What the exercise asks: Reproduce the following data exactly, minus any images.

Dataset entries:
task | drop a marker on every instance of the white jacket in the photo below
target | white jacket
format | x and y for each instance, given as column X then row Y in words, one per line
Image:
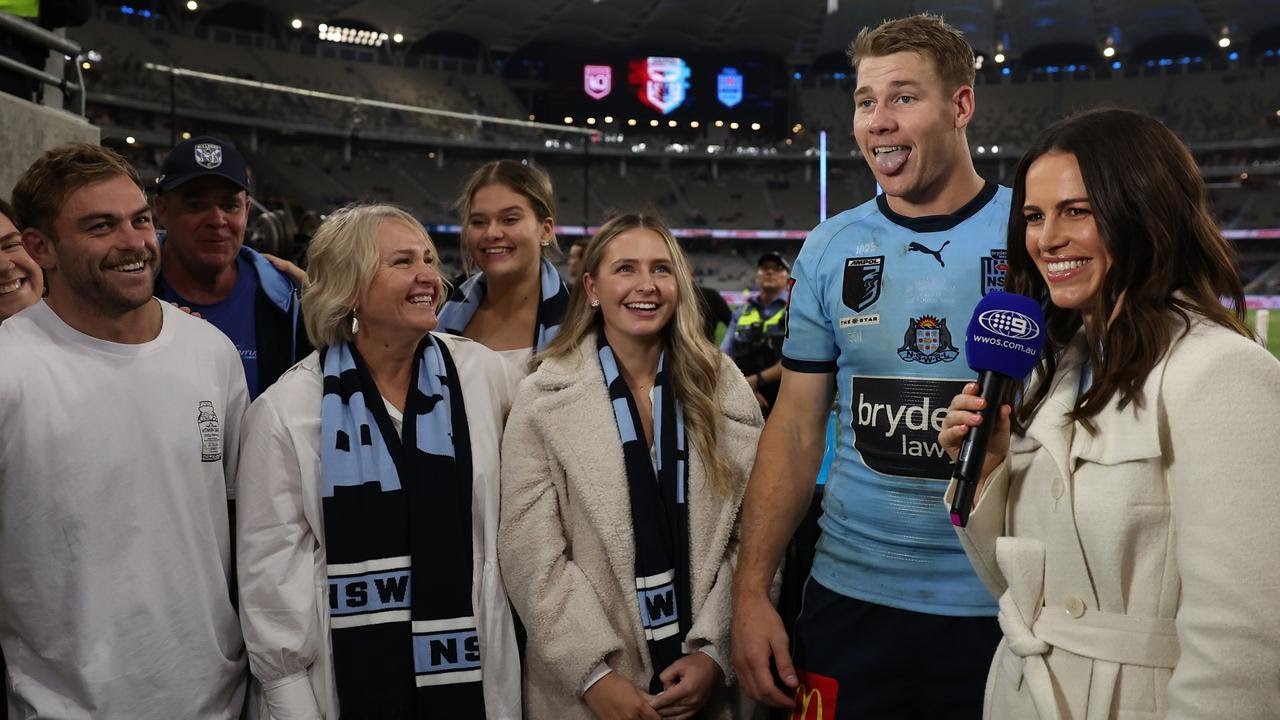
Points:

Completed exercise:
task | drop a marker on every instance of the white jacket in the photo below
target | white jacket
format | x and y for each instance, given as column X then row Y in words, one per line
Image:
Points:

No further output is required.